Starting at the first line below, copy through to the last line exactly.

-- DATA FOR ANALYSIS follows --

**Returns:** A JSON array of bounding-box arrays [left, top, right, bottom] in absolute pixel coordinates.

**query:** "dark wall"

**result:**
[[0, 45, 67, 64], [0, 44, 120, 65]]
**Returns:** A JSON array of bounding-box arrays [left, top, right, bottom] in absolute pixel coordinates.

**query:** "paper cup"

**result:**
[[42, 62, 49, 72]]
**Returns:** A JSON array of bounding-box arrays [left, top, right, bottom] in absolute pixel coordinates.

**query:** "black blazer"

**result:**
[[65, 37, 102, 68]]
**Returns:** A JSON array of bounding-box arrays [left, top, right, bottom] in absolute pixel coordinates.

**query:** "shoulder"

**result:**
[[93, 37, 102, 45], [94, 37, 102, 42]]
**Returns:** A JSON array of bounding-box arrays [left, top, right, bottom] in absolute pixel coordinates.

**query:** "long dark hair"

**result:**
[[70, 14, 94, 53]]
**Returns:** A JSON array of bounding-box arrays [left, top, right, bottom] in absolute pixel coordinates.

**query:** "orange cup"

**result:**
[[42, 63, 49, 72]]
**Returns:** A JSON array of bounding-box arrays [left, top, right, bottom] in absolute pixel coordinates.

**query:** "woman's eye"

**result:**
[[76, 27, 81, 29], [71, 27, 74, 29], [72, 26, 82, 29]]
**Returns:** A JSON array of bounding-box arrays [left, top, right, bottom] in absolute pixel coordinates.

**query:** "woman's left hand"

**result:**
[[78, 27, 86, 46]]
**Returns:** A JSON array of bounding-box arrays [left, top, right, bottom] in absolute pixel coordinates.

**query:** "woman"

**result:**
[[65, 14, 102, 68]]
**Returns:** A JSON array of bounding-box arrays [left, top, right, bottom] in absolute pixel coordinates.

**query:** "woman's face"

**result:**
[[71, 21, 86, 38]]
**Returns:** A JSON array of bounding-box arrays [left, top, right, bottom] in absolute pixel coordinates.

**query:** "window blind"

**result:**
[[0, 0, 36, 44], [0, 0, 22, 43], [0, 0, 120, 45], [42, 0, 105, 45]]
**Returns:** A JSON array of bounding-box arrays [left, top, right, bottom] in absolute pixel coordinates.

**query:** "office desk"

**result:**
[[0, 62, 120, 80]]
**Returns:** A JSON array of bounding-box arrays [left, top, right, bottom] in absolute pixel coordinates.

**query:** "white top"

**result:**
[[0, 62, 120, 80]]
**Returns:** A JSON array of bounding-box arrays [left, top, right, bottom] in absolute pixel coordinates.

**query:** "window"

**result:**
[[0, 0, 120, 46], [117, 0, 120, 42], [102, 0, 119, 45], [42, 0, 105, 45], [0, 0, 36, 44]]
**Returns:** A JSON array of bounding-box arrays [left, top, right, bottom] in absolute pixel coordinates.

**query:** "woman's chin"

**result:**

-- DATA FOR ANALYSIS concluded --

[RESPONSE BELOW]:
**Returns:** A JSON array of bounding-box arrays [left, top, right, bottom] in absolute pixel coordinates.

**query:** "dark wall"

**result:**
[[0, 45, 67, 64], [0, 44, 120, 65]]
**Returns:** A JSON array of bounding-box arrays [left, top, right, bottom] in absolute pixel coordinates.

**query:** "paper cup"

**result:**
[[42, 62, 49, 72]]
**Returns:** A JSON array of bounding-box arrays [left, top, right, bottom] in absolute pixel coordinates.

**query:** "black blazer"

**result:**
[[65, 37, 102, 68]]
**Returns:** A JSON array of bounding-box arrays [left, top, right, bottom] in absolute pixel coordinates.

**query:** "shoulder"

**result:**
[[93, 37, 102, 45], [94, 37, 102, 42]]
**Returns:** A JSON array of bounding-box arrays [left, top, right, bottom] in absolute pixel coordinates.

**query:** "long dark hair"

**result:**
[[70, 14, 94, 53]]
**Returns:** A JSON array of bounding-box arrays [left, top, right, bottom] in absolute pixel coordinates.

**query:** "orange cup"

**result:**
[[42, 63, 49, 72]]
**Returns:** A JSON array of bounding-box arrays [left, top, right, bottom] in absolute pixel coordinates.

**query:** "woman's eye"

**result:**
[[76, 27, 81, 29], [71, 27, 74, 29], [72, 26, 82, 29]]
**Returns:** A JSON array of bounding-box arrays [left, top, right, bottom] in absolute pixel coordinates.

**query:** "woman's left hand"

**result:**
[[78, 27, 86, 46]]
**Returns:** A JSON array of bounding-box arrays [left, top, right, bottom] in absolute pixel coordinates.

**query:** "woman"

**result:**
[[65, 14, 102, 68]]
**Returns:** A JSON array of bounding-box arrays [left, top, right, bottom] in absolute pixel coordinates.

**query:** "woman's face"

**result:**
[[71, 21, 86, 38]]
**Returns:** A JSON array of bounding-box arrays [left, top, right, bottom] in absolute pixel coordinates.

**query:** "window blind"

**result:**
[[0, 0, 36, 44], [0, 0, 22, 43], [0, 0, 120, 45], [42, 0, 105, 45]]
**Returns:** A JSON array of bounding-box arrays [left, top, right, bottom] in absolute pixel coordinates.

**query:** "office desk"

**result:**
[[0, 62, 120, 80]]
**Returns:** A JSON array of bounding-box arrays [left, top, right, bottom] in absolute pixel coordinates.

**query:** "white top"

**result:**
[[0, 62, 120, 80]]
**Returns:** A JSON array of bounding-box arrays [left, top, right, bottom] in absolute pixel coordinates.

**query:** "window"

**result:**
[[0, 0, 120, 46], [117, 0, 120, 42], [102, 0, 119, 45], [42, 0, 105, 45], [0, 0, 36, 44]]
**Returns:** A JSON array of bounding-box arrays [left, top, right, bottom] in absolute pixel coordinates.

**query:** "woman's chin"

**result:**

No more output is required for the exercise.